原文
↓↓↓

COVID-19で企業のIT投資は見直しを迫られた

 日本企業の多数が4月に年度始まりを迎える。そのような企業にとってCOVID-19の襲来は、次年度の予算が確定し、執行に移るという矢先だった。ITRが2020年4月に緊急調査を実施したところ、約半数の企業でIT予算の仕切り直しを迫られたことが分かった。もともと予定されていたプロジェクトが停止や延期に追い込まれる一方、COVID-19対応となる特別予算を計上したのだ。

IT部門の組織的対応、4割が特別予算化+プロジェクト見直し(出典:ITR講演資料)

 企業が緊急措置として実施したIT施策の上位にはテレワーク制度の導入、リモートアクセス環境やコミュニケーションツールの新規・追加導入が並んだ。新規または追加導入の対象で突出しているのがWeb会議/ウェビナーで、次いでグループチャット/社内SNS、オンラインファイル共有が並ぶ。

 平井氏は「COVID-19感染拡大を契機にコミュニケーションやコラボレーションの高度化、ワークスタイルの変革など従業員エンパワーメントの領域で優先度が高まった」と指摘する。コロナ禍以前はRPAなど業務の自動化や意思決定の迅速化・高度化などオペレーション最適化の領域で優先度が高かったところ、従業員エンパワーメントにシフトしたことになる。

いつでもどこでも受講、多様化した研修の管理にLMSが有効

 企業内研修はオンライン化を余儀なくされているのが実情だ。当面は感染症対策を念頭におかなくてはならないことを考えると、オンライン研修の課題解決に取り組む必要がある。

 企業内コミュニケーション同様、企業内研修も場所やデバイスに制限されることなく、受講できることが望まれる。オンラインでは困難とされる実習やOJTも、可能なものからオンライン化する必要があるだろう。実施形態の多様化に伴い、受講者の管理も効率化する必要がある。

↑↑↑

行の抜粋

↓↓↓

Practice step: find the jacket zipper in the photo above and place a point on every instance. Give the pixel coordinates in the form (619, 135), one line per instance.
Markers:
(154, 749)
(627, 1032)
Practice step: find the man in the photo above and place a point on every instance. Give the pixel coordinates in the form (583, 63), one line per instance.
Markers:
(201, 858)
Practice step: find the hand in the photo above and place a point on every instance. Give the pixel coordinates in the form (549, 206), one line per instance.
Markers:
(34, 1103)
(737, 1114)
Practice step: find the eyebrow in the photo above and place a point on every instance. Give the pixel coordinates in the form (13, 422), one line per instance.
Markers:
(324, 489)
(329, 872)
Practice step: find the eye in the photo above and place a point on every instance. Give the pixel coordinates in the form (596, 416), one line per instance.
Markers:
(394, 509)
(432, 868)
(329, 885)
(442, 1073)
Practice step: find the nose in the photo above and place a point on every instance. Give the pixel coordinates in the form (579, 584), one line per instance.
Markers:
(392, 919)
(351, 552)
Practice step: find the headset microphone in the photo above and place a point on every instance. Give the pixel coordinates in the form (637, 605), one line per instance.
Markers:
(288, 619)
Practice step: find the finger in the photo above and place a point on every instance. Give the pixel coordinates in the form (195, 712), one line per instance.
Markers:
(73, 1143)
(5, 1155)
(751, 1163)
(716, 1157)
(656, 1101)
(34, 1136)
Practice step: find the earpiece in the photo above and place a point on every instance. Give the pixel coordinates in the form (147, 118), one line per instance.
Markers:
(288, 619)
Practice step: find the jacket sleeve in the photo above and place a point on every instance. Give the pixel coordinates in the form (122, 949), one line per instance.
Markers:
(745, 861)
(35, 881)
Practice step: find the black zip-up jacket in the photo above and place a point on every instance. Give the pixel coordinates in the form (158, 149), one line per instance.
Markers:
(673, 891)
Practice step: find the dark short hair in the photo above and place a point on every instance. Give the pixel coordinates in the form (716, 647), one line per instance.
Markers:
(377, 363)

↑↑↑

あなたの課題
1: 原文のうち、「IT部門の組織的対応、4割が」から「ンラインファイル共有が並ぶ。」までの部分を、一字一句そのまま書き写してください。
2: 原文によると、オンライン研修の課題解決に取り組む必要があるのはなぜですか。1〜3文で説明してください。
3: 原文で、新規または追加導入の対象として名前が挙がっているものをすべて挙げてください。
原文だけを手がかりにして答えてください。

課題の解答
1:
IT部門の組織的対応、4割が特別予算化+プロジェクト見直し(出典:ITR講演資料)

 企業が緊急措置として実施したIT施策の上位にはテレワーク制度の導入、リモートアクセス環境やコミュニケーションツールの新規・追加導入が並んだ。新規または追加導入の対象で突出しているのがWeb会議/ウェビナーで、次いでグループチャット/社内SNS、オンラインファイル共有が並ぶ。

2: 企業内研修はオンライン化を余儀なくされているのが実情で、当面は感染症対策を念頭に置かなくてはならないからです。

3: Web会議/ウェビナー、グループチャット/社内SNS、オンラインファイル共有